Problème posé 1
D'après le texte fourni, quels sont les quatre styles que Victor Ferry propose pour commencer ?

Texte fourni
Après une longue conversation avec mon ami Loïc sur l’avenir du Social Selling Forum, alors qu’il conduisait calmement vers Genève, j’ai découvert Victor Ferry (@RhetoricalCraft), spécialiste de la rhétorique. Merci à toi cher Loïc, car l’inspiration est vraiment là !
Et donc, Victor nous interpelle sur notre style, en nous en proposant quatre pour commencer : baroque, classique, romantique et réaliste. Brillamment exposé, chacun présente en effet avantages et sans doute, inconvénients. Aussi faudrait-il piocher un peu de chaque pour définir, pour affiner ce qui constituerait notre style personnel, que l’autre, le.la lecteur.trice ici, pourrait reconnaitre et attribuer facilement à l’auteur. Est-ce seulement possible ?
Au début de cette aventure de blog, j’ai clairement affirmé (et c’est toujours le cas) que ma vision du marketing était romantique. En ceci, je souhaite sortir d’une posture classique qui s’intéresse avant tout au produit et au bénéfice de l’entreprise, pour renverser l’équation et partir à l’envers (et contre tous), de l’humain, qui par ses choix et ses émotions deviendrait un client, puis séduit et amoureux de l’expérience, un client fidèle, prêt à partager sa préférence autour de lui. Mais j’entends dans le propos de Victor que le romantique est surtout épris d’émotions négatives, de tristesse, de mélancolie, de soupirs maussades ! Ah non ! Je ne suis pas d’accord ! Au contraire dans ce que je défends comme étant un marketing émotionnel, je suis résolument optimiste, passionné par la capacité de l’humain à créer des liens affectifs, à surmonter toute difficulté, à aimer, à jouer et à apprendre continuellement.

Enregistrements fournis

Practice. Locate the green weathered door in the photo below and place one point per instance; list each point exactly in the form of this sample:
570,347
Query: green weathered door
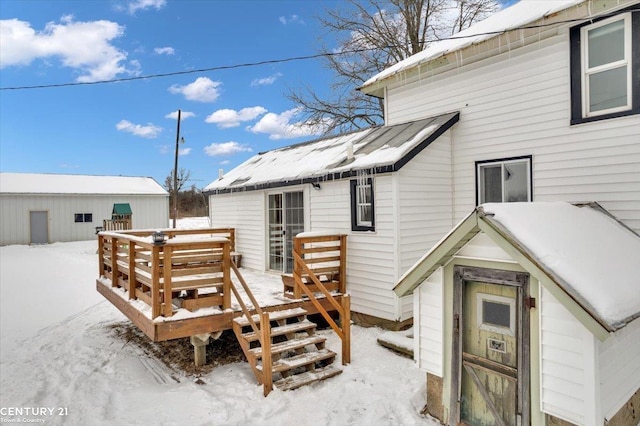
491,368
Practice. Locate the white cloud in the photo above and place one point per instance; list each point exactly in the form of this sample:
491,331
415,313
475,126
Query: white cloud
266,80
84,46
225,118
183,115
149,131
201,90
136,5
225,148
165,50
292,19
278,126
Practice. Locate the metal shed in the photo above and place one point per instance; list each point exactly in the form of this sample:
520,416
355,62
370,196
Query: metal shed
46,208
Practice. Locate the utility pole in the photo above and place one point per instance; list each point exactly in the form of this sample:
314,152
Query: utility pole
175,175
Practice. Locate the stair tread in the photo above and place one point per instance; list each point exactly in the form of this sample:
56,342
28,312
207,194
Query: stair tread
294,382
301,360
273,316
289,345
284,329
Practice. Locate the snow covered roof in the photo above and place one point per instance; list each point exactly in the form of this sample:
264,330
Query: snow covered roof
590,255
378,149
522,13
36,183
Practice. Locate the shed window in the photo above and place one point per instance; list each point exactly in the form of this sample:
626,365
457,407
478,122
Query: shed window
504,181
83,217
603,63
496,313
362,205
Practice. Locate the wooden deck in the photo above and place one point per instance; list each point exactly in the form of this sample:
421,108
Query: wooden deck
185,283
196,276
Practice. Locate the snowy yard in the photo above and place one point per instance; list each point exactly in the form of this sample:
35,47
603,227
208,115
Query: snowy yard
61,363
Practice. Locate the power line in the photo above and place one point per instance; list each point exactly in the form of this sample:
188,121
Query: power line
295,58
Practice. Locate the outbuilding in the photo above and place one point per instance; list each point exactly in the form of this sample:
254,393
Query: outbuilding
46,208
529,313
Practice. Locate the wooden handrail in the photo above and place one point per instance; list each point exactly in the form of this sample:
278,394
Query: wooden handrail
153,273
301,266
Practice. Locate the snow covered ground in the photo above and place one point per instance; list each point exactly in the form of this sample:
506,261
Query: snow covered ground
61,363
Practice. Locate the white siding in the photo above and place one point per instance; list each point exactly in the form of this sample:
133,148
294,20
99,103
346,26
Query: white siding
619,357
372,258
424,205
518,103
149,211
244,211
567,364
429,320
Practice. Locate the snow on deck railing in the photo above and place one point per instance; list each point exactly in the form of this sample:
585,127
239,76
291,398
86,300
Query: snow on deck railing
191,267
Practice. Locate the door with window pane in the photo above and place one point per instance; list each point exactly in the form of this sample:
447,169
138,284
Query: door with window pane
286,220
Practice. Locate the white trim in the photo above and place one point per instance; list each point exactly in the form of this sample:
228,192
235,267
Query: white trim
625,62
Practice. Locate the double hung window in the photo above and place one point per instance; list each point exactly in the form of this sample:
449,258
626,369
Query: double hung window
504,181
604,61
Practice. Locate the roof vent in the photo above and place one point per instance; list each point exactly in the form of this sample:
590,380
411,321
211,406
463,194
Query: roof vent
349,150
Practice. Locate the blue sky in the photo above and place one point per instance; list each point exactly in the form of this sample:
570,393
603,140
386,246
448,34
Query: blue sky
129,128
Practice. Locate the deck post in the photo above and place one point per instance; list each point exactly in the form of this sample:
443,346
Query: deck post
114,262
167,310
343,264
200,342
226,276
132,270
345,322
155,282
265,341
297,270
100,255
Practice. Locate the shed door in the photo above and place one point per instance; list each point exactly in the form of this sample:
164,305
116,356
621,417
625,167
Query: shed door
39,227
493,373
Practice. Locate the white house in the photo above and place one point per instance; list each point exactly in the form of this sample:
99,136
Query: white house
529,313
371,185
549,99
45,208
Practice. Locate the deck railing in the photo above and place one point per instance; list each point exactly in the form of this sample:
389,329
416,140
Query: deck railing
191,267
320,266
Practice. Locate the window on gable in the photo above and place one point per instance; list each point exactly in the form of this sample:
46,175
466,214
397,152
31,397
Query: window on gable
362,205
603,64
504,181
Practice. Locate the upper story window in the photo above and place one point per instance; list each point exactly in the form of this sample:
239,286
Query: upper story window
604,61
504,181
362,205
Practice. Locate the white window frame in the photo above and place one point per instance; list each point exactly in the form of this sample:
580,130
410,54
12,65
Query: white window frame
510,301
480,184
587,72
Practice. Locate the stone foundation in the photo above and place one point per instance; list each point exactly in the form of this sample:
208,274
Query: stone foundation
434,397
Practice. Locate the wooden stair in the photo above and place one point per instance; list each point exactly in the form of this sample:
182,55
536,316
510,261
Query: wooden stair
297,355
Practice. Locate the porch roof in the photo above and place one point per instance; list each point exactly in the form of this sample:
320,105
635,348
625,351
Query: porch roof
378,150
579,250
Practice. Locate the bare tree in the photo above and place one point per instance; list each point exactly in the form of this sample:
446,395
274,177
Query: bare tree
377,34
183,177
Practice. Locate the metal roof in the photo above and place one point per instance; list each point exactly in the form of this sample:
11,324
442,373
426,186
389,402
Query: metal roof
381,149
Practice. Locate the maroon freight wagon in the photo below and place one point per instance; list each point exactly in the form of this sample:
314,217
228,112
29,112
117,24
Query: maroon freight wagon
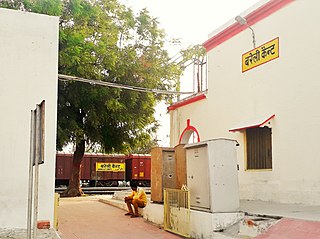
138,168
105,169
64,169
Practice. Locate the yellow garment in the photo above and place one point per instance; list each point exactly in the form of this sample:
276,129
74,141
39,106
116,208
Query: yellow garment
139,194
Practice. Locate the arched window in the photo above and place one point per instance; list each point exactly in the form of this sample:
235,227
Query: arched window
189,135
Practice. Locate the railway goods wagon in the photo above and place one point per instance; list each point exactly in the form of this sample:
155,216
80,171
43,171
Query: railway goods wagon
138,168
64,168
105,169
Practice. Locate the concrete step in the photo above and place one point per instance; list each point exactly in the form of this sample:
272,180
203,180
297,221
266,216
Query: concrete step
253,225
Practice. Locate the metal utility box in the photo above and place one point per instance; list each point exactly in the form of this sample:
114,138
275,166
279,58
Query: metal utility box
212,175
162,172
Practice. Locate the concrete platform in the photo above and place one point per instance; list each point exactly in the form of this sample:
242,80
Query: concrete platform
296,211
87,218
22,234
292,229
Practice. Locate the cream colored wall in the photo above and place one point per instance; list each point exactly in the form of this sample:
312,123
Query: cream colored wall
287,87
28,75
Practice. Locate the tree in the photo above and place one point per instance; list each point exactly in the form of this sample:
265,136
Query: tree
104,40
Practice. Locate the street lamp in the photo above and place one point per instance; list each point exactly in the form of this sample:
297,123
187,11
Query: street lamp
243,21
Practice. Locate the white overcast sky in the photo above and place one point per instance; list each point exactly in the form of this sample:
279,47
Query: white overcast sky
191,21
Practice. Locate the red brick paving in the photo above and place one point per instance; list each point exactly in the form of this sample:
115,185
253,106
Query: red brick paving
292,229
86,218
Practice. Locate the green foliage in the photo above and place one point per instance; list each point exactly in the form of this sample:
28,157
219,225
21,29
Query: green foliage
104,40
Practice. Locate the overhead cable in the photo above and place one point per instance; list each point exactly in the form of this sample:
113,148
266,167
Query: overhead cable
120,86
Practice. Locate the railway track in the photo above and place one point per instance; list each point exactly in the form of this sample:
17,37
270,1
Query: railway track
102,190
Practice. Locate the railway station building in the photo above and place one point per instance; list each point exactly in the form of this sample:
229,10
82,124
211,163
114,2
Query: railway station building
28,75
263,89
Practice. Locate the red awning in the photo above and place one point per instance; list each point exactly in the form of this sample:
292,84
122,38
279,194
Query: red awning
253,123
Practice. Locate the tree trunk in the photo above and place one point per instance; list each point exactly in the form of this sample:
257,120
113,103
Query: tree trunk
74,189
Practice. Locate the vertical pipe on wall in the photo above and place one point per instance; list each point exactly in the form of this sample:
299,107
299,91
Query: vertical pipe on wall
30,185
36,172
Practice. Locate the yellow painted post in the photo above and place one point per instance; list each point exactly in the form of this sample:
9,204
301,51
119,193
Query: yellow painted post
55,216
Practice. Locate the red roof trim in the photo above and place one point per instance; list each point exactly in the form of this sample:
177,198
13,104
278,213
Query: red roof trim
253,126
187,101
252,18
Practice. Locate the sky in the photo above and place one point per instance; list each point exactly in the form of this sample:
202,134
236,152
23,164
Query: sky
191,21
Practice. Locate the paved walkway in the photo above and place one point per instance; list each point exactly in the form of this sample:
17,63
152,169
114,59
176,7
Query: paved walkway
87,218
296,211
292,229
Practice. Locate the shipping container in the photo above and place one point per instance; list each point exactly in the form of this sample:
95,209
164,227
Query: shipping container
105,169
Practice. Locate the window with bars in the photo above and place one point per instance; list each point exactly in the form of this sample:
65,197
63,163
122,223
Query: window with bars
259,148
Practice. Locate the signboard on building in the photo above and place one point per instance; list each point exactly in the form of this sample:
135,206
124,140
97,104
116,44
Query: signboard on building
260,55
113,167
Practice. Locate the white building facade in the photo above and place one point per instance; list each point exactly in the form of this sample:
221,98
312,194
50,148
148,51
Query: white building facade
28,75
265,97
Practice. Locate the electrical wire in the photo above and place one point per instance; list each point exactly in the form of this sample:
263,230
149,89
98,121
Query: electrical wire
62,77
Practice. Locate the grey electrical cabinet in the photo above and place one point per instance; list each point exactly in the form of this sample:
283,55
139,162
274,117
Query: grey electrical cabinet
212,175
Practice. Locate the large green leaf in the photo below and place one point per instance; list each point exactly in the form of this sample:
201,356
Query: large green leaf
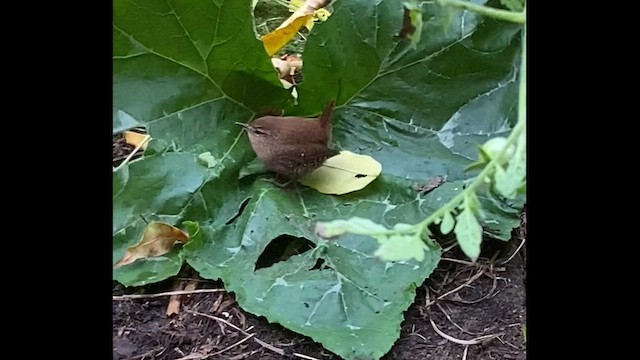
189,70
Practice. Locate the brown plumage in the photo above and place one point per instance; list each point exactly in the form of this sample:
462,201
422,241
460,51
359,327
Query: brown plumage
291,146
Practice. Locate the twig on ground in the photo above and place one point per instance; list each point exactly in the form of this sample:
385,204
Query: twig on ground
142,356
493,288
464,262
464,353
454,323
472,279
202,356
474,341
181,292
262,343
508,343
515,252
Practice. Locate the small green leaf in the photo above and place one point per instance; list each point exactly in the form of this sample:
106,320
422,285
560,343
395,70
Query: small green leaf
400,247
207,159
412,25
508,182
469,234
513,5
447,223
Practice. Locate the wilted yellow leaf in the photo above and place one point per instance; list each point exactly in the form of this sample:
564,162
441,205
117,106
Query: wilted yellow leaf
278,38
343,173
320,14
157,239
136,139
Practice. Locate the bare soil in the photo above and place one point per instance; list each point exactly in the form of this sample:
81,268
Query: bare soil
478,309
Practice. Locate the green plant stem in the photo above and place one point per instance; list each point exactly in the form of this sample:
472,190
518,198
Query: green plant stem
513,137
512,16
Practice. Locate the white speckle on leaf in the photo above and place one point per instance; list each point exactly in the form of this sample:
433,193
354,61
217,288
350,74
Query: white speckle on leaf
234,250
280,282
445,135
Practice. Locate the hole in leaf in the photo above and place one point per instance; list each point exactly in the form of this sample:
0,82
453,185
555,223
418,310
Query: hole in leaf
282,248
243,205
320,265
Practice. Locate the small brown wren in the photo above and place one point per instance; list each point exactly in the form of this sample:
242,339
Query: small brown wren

Problème posé 2
Recopiez à l'identique l'ensemble des enregistrements, depuis la ligne qui contient « Practice. Locate the green plant » jusqu'à la fin des enregistrements, cette première ligne comprise.

Réponse rédigée 1
Baroque, classique, romantique et réaliste.

Réponse rédigée 2
Practice. Locate the green plant stem in the photo above and place one point per instance; list each point exactly in the form of this sample:
472,190
518,198
Query: green plant stem
513,137
512,16
Practice. Locate the white speckle on leaf in the photo above and place one point per instance; list each point exactly in the form of this sample:
433,193
354,61
217,288
350,74
Query: white speckle on leaf
234,250
280,282
445,135
Practice. Locate the hole in leaf in the photo above and place one point per instance; list each point exactly in the form of this sample:
0,82
453,185
555,223
418,310
Query: hole in leaf
282,248
243,205
320,265
Practice. Locate the small brown wren in the photo above and place one point per instance; list each point exactly in the form of this sample:
242,339
Query: small brown wren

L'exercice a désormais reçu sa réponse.